» Extract provided:
Haakma video screenshot

Charles Haakma, a former Mount Pleasant Village Board candidate, backs away from Mount Pleasant Police Officer Christopher Huenink in a screenshot from footage from an Aug. 15, 2017 body camera video.

RACINE — A former Mount Pleasant Village Board candidate was sentenced to pay $3,000 in fines Tuesday for misdemeanor charges stemming from an altercation with a Mount Pleasant police officer.

Racine Circuit Court Judge Faye Flancher ordered Charles Haakma, 68, of the 3100 block of Meachem Road, to pay a $2,500 fine for resisting or obstructing an officer and a $500 fine for disorderly conduct — both misdemeanors. A $1,000 cash bond Haakma paid will be applied to the fines, leaving him owning an additional $2,000.

On Feb. 5, Haakma pleaded no contest to the charges. In exchange, a felony charge of battery or threat to a law enforcement officer was dismissed. On the felony charge, he faced up to three years imprisonment and/or a fine of up to $10,000.

Point annotations on photos:
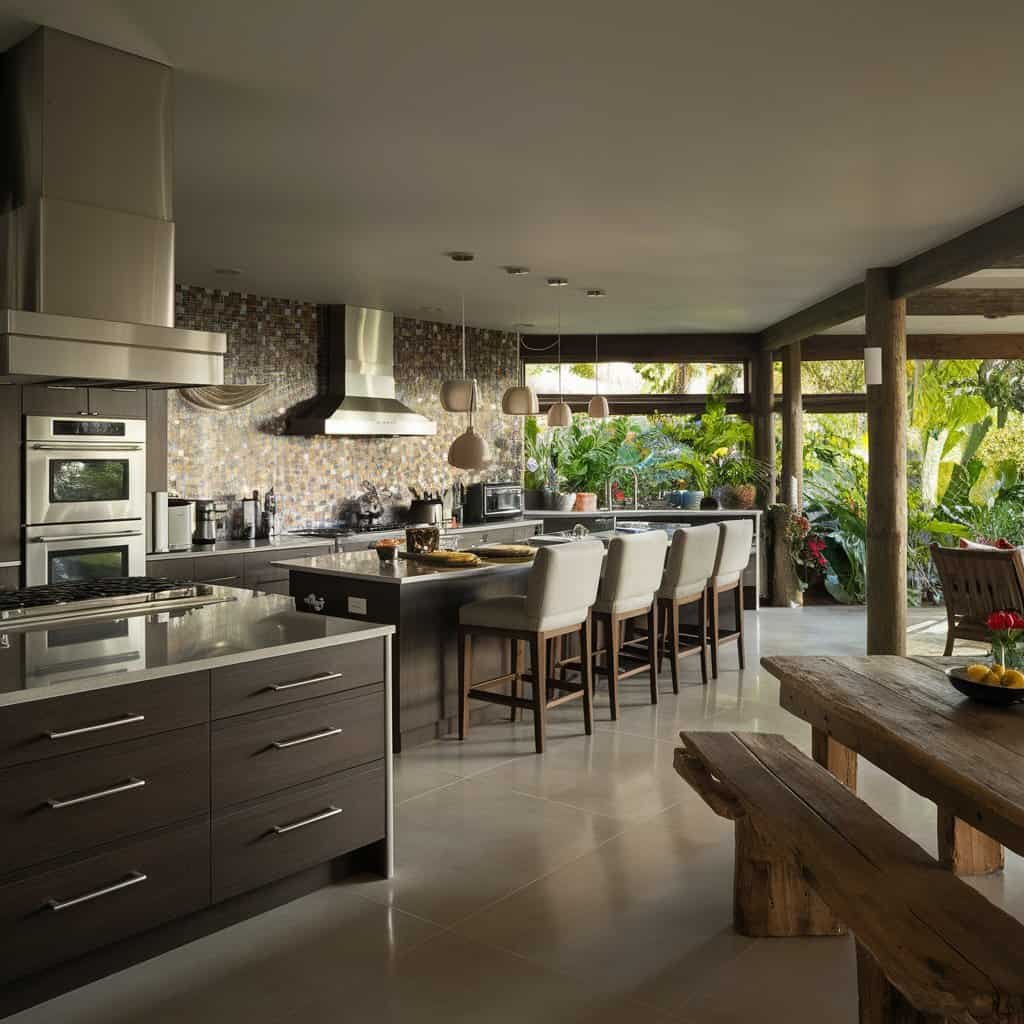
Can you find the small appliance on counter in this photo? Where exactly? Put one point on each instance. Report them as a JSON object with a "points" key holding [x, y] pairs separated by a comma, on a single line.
{"points": [[179, 523], [492, 502], [209, 514]]}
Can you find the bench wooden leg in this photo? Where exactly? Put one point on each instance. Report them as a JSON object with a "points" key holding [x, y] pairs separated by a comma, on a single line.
{"points": [[965, 850], [770, 897], [840, 760], [880, 1001]]}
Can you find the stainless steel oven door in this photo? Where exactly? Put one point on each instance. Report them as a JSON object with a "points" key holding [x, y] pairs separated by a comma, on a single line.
{"points": [[502, 501], [83, 470], [73, 552]]}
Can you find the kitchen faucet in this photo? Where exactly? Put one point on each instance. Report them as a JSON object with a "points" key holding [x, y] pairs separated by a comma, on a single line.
{"points": [[636, 486]]}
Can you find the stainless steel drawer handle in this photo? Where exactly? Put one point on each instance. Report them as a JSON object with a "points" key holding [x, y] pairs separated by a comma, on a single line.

» Your instructions:
Repeat the passage of the article on Charles Haakma's sentencing from "Racine Circuit Court" up to and including "up to $10,000.". The records were taken from a separate source.

» Solution to this task:
Racine Circuit Court Judge Faye Flancher ordered Charles Haakma, 68, of the 3100 block of Meachem Road, to pay a $2,500 fine for resisting or obstructing an officer and a $500 fine for disorderly conduct — both misdemeanors. A $1,000 cash bond Haakma paid will be applied to the fines, leaving him owning an additional $2,000.

On Feb. 5, Haakma pleaded no contest to the charges. In exchange, a felony charge of battery or threat to a law enforcement officer was dismissed. On the felony charge, he faced up to three years imprisonment and/or a fine of up to $10,000.